Sportliches Geschehen, abgerungen der Langeweile des Alltags, schafft Sänger und Erzähler, denn das bewegende Ereignis will weitergegeben sein. Wie die Kunst. Es ist Kunst. Auch wenn sich die Sänger und Erzähler beim Sport nur Berichterstatter nennen. Oft sind sie auch nicht viel mehr. Sie schreiben oder sprechen, als gelte es unumstößlich, den Ball niedrig zu halten. Heinz Florian Oertel aber war Reporter einer ganz entgegengesetzten Art. Eigen, expressiv, extravagant, eisern lustvoll. Schausteller und sprachversessen. Einmalig.

[Punktbasierte Annotationsdaten]

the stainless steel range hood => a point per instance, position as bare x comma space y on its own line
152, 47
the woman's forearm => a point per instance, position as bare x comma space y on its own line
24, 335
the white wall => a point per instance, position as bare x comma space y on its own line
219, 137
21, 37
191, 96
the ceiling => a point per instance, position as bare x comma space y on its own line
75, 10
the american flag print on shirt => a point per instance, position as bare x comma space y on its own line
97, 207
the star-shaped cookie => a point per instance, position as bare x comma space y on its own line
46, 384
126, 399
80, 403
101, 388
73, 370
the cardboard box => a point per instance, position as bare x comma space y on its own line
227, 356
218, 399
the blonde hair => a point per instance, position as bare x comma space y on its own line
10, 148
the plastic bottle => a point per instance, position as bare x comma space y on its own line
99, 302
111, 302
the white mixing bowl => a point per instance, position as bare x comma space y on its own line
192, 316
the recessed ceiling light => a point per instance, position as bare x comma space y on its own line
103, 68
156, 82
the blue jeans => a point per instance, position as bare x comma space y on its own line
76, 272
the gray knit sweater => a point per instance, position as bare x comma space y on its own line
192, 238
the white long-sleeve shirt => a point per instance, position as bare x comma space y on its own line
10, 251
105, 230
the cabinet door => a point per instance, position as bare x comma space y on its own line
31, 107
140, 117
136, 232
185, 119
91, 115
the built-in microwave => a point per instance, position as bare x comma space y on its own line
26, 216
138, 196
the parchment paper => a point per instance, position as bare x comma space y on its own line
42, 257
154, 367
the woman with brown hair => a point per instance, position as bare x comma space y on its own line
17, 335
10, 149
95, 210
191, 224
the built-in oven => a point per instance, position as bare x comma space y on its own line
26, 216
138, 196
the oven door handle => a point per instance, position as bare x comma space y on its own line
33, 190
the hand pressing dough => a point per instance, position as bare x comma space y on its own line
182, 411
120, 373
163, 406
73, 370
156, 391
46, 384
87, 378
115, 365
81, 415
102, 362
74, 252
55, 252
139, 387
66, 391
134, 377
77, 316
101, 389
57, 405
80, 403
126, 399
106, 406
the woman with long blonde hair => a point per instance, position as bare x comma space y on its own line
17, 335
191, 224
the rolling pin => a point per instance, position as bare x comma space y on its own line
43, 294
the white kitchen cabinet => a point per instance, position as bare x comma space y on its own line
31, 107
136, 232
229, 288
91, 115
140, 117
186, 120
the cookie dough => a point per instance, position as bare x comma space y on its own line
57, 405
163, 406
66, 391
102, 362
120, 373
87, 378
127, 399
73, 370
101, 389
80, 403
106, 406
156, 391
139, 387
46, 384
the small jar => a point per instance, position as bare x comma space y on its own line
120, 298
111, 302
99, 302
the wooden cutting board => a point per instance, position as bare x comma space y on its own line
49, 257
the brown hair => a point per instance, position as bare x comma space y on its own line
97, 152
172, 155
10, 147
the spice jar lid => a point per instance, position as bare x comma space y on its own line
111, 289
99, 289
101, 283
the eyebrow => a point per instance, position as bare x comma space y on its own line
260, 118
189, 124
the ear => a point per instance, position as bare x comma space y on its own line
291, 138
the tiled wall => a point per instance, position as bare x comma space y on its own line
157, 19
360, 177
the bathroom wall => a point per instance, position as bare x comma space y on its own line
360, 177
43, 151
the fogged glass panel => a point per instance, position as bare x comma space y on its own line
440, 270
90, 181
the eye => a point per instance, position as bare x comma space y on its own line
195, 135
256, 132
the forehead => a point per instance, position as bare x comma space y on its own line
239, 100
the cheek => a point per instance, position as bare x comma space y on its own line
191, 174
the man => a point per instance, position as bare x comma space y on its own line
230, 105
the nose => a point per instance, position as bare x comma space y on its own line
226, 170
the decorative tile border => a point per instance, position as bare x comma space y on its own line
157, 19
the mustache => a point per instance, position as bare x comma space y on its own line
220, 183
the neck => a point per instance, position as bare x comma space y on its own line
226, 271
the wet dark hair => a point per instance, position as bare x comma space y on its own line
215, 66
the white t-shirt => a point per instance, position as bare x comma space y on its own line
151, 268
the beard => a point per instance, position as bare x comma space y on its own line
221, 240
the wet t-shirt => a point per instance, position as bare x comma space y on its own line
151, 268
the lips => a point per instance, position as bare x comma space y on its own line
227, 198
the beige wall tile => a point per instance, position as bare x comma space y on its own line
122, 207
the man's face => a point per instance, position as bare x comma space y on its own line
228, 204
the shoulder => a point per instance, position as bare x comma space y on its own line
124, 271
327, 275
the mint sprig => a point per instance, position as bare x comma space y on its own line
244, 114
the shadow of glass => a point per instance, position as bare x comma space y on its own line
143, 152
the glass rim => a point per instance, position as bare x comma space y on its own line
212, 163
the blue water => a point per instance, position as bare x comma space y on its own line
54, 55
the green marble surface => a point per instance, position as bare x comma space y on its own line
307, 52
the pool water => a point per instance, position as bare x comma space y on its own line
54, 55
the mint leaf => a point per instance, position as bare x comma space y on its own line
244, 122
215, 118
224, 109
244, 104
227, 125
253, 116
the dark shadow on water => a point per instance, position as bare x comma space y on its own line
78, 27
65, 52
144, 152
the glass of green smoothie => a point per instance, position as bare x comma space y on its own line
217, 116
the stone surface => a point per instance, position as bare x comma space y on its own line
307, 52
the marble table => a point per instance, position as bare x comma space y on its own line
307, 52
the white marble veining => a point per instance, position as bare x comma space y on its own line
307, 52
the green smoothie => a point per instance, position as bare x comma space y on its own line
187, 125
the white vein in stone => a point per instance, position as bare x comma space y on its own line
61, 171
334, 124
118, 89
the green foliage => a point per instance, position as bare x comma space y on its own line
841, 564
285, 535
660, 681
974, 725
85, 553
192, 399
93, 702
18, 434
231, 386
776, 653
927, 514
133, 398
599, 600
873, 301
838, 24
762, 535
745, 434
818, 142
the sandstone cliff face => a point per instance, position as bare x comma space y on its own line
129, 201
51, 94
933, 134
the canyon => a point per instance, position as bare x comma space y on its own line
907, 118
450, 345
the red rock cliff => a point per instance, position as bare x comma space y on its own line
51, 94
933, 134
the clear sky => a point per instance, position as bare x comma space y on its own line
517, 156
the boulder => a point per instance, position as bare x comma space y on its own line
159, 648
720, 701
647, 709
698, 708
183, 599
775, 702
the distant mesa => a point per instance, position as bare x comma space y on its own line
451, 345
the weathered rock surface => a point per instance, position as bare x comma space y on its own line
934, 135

Aufgabe 1: Sammle alle Zeilen der Datensätze, in denen die Zeichenfolge „long“ vorkommt, und gib sie unverändert wieder.
Aufgabe 2: Setze den Text über den Sportreporter Heinz Florian Oertel nach seinem letzten Satz fort.
Text und Datensätze stammen aus voneinander unabhängigen Quellen.

Lösung 1:
the white long-sleeve shirt => a point per instance, position as bare x comma space y on its own line
the woman with long blonde hair => a point per instance, position as bare x comma space y on its own line

Lösung 2:
An ihn musste ich denken, als 2014 bei der Fußball-WM der Kolumbianer James Rodríguez den Ball mit der Brust annahm und ihn, nach halber Drehung, volley mit dem linken Fuß unter die Latte des US-Tores jagte. Ein Rundfunkreporter aus Bogotá jubelte: »Ein Gemälde wie von Picasso!« Total daneben, dieser Vergleich, und doch auch ein Volltreffer. Picasso!? Ja! Solche Verstiegenheit muss sein. Die Oberfläche zwar Fußball, der Untergrund aber Ästhetik. Die Wirklichkeit Spiel, aber die Wahrheit Rausch. Das Picasso-Paradebeispiel hätte von Oertel sein können. Bei ihm klang das so: »Liebe junge Väter vielleicht oder angehende, haben Sie Mut: Nennen Sie Ihre Neuankömmlinge des heutigen Tages ruhig Waldemar!« Der berühmteste Satz aus der Live-Reportage, als Waldemar Cierpinski 1980 in Moskau Marathon-Olympiasieger wurde.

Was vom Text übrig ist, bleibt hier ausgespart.